SELECTED TEXT
Monday, March 05, 2007

postpartum depression

well, the past couple of weeks ive been thinking a lot about how crappy ive been feeling, and so i called my aunt joanne on friday (i didnt want to worry my mom and dad) and she said i should go see my doctor about postpartum depression. i called my o.b. this morning and made the earliest appointment they had, march 15th. then i went to this monthly breast-feeding support group that meets once a month at the hospital i delivered at. its just a group of moms that get together led by a lactation consultant, and we bring our lunches and chat about mom stuff. ive been to them in months pryor, and thought i would talk about feeling so down, mostly because i have been afraid that the doctor would tell me something like 'well, your hormones are all wacky and will be until you stop breastfeeding, so you decide'. when i finally got up the nerve to tell the group about it (for some reason i was very embarrased about it) i immeadiately started crying (which i am sure made me look even crazier) telling them all of this stuff. they were all very nice and even a bit apalled at me having to wait so long to see the doctor ('it takes zoloft 2 weeks to kick in' one gal said, i thought that was funny) and one lady asked who my doctor was. when i told her she said that hers was the same doctor and that she had an appointment tomorrow morning and did i want to switch appointments with her, which i did. so, i appologize for the lack of posting, and i will really try harder. i feel better already, having had people to talk to about the whole situation.

in other news: we tried out a new church on sunday, the bridge. jenny and phil go there, but didnt go this past sunday. folks were nice, but the speaker wanst that great, although he was a oune-time guest speaker. so well have to try it again.

7 comments:

Adam said...

I'm glad you spoke up and I hope you get whatever care you need.

bstigs said...

I'm not sure what to say, cause i've never been in your situation. But I'm so proud of you that you spoke up, sometimes that the hardest thing to do. I hope that your appointment helps. Take care!

Monticore said...

You did the right thing Sara. You don't have to suffer. If the zoloft doesn't work keep trying something will work.

I don't talk about it much but I've taken antidepressants since I was 16. Two years ago I fell into a really bad clinical depression. It lasted over a year despite weekly therapy with a psychiatrist and trying every medication in the book. During this time I was almost hospitalized at least twice and came very close to committing suicide twice. I thought it would never end but it did and after finding the right pills, I've been depression free for 11 months.

Depression is a lonely, tiring road. However I know that the answers will come for you Sara. Don't give up and don't be too hard on yourself. You will feel better and it's not your fault if you don't yet.

I'll keep you in my prayers and you can email or call me anytime if you want to talk about this or just need a shoulder to lean on.

wise said...

i am also proud of you for speaking up and seeking help. i look forward to seeing you and your family again (either you guys coming to fresno, or me going to bakersfield)

timidvenus said...

you guys are the best. the absolute best...

my doctor perscribed a birth control pill with a low dose of estrogen. she thinks that it will help stabilize me a bit since estrogen is pretty much non-existant while breastfeeding. the only drawback is that it might decrease milk production (insert cow joke here), in which case she said to stop taking it and its zoloft for me. also, she said it might not be the cure, in which case i am to start zoloft...hmmm...

miracle drug???

Scott & Malisa Johnson said...

I'm so glad that you spoke up. It's hard sometimes being around new moms who talk about how wonderful life is after a new baby, when all you think of is how miserable you seem to be. (And sometimes moms who would never admit that there could be a problem, as to let down their precious ego.... how fake)

Good for you for being honest with yourself and everybody else. You have never been one to put up a front! :) Keep us updated, and I hope the estrogen helps.

Monticore said...

Okay Sara,
It's been a week have you gotten over the drowsiness? You can take it at night if your having too much day time sleepiness. Also you shouldn't have to wait 2 weeks for a Dr.'s appointment. All you have to do is throw around some good buzz words like, depressed, thoughts of sucide, can't take care of my self etc... They'll get you in ASAP.

DATA FOR ANALYSIS
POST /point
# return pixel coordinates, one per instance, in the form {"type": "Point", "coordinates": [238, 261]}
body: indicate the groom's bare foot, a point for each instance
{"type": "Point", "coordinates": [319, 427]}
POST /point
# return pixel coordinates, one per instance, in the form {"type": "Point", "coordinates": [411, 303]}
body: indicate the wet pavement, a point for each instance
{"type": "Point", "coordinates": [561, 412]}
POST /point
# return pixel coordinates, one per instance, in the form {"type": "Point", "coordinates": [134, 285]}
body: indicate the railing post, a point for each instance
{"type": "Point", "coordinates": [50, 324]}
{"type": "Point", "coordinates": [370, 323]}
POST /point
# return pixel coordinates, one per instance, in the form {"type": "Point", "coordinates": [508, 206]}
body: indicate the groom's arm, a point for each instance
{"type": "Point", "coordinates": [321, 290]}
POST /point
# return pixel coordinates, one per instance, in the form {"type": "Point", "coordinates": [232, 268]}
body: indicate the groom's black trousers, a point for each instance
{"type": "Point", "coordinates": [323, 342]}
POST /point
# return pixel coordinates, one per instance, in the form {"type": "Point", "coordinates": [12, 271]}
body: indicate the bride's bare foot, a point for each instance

YOUR TASKS
1) Set down the postpartum depression post from "you guys are" up to and including "Malisa Johnson said...", copying it word for word.
2) In the postpartum depression post, what was the earliest appointment date the writer's O.B. office had available?
The items can be set aside.

ANSWERS BY TASK
1)
you guys are the best. the absolute best...

my doctor perscribed a birth control pill with a low dose of estrogen. she thinks that it will help stabilize me a bit since estrogen is pretty much non-existant while breastfeeding. the only drawback is that it might decrease milk production (insert cow joke here), in which case she said to stop taking it and its zoloft for me. also, she said it might not be the cure, in which case i am to start zoloft...hmmm...

miracle drug???

Scott & Malisa Johnson said...

2) March 15th.